* **What you will do**: Which lines below contain the word "tank"? Pick out each of them and copy it in full.

* **Raw data**:
>>>>
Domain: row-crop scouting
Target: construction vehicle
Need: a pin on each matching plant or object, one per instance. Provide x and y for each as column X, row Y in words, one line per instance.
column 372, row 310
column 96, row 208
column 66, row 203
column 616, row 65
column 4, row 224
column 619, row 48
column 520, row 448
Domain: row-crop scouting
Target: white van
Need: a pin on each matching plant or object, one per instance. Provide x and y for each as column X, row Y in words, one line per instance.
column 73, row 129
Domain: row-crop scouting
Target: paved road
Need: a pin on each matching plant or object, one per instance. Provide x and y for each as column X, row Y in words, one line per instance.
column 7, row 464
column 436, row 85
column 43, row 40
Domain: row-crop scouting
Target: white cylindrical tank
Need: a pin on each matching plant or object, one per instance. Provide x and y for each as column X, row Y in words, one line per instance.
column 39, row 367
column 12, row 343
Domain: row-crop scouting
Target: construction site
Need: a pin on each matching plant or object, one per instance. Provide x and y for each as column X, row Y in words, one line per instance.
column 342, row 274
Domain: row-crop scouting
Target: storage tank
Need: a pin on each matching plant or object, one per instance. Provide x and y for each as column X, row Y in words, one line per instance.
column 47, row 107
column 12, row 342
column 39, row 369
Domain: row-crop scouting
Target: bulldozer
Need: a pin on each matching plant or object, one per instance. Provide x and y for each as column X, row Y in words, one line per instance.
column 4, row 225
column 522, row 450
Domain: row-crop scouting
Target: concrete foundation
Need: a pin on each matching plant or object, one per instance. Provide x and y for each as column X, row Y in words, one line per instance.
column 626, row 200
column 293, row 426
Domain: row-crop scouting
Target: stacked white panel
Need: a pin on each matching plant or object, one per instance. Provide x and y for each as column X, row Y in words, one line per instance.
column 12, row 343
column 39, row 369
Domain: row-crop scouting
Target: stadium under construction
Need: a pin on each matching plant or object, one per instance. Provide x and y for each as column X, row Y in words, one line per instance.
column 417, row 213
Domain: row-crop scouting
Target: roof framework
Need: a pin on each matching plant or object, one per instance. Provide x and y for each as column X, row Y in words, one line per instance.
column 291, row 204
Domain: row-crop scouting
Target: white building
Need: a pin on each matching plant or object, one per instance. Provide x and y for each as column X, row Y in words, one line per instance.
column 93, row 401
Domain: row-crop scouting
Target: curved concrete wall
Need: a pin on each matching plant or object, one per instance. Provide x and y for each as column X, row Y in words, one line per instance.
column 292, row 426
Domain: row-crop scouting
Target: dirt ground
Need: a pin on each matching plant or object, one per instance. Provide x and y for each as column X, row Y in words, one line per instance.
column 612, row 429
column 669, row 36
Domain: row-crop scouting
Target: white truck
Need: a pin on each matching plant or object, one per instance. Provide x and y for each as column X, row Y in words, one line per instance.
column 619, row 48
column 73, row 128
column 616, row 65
<<<<
>>>>
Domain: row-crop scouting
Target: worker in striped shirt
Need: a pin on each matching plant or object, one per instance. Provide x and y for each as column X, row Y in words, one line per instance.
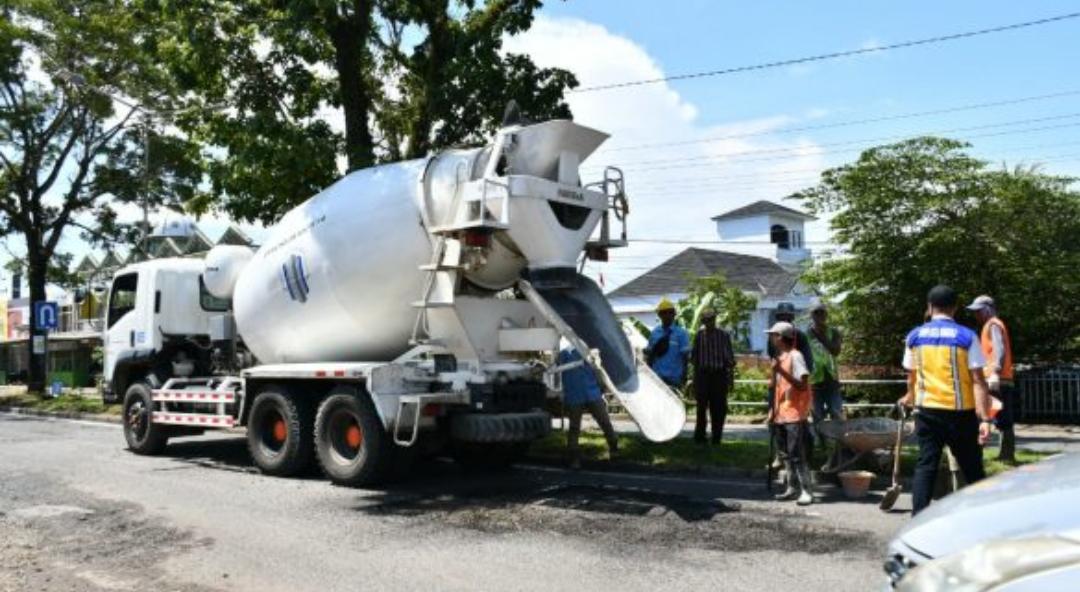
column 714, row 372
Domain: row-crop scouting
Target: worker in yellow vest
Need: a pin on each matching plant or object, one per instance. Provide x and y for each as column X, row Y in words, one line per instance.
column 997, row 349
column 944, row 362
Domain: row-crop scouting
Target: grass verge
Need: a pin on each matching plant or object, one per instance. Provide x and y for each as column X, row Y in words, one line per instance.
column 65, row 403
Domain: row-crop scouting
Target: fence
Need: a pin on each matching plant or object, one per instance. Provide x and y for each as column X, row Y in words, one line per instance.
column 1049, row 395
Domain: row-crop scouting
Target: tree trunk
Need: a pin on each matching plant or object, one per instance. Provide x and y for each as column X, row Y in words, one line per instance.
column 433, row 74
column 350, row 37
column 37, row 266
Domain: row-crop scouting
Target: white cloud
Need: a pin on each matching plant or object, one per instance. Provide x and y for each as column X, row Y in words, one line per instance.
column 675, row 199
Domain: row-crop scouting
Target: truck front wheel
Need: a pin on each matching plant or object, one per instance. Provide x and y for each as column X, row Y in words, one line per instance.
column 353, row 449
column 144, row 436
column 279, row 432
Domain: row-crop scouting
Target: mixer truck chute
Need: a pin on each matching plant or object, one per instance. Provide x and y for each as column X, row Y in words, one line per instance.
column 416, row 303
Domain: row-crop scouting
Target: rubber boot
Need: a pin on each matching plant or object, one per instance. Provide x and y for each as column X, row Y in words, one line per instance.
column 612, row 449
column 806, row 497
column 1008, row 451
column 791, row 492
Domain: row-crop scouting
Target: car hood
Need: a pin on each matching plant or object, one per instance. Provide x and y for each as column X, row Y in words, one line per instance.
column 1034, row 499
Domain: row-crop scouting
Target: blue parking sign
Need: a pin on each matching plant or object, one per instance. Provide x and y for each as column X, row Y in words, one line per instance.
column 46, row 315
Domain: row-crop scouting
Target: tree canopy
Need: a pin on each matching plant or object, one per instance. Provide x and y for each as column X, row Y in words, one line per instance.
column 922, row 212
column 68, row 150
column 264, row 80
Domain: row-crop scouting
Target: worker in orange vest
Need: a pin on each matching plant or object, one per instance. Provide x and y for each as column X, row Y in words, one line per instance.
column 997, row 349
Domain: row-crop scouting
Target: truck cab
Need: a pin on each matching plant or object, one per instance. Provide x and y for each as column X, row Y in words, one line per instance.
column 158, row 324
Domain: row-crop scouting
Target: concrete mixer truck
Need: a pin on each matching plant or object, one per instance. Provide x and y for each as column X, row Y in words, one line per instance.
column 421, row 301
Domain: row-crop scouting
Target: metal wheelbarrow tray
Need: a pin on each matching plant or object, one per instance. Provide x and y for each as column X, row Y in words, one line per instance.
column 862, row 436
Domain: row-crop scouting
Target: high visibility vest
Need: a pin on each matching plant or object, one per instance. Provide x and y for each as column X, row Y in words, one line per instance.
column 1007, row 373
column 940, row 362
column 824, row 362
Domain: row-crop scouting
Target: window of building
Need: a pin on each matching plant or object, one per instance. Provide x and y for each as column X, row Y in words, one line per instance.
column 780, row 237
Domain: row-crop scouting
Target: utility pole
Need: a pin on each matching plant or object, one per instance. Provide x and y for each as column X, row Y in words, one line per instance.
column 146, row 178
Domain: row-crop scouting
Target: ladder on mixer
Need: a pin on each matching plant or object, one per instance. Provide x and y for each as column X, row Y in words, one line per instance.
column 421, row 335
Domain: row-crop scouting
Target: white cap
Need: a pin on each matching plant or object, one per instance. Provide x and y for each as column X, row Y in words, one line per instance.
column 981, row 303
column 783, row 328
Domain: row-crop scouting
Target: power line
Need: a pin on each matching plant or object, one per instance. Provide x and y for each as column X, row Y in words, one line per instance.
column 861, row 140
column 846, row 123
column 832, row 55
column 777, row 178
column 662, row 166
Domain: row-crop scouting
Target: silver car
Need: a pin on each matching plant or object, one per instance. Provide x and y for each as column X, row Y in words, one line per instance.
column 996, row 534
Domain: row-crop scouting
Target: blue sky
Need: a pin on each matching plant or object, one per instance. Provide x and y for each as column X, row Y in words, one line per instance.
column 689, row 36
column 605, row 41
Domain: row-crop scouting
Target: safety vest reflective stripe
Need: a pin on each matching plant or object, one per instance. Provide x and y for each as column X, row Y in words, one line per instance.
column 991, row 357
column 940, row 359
<<<<
* **Exercise result**:
Target: white cylindrical tank
Target: storage tank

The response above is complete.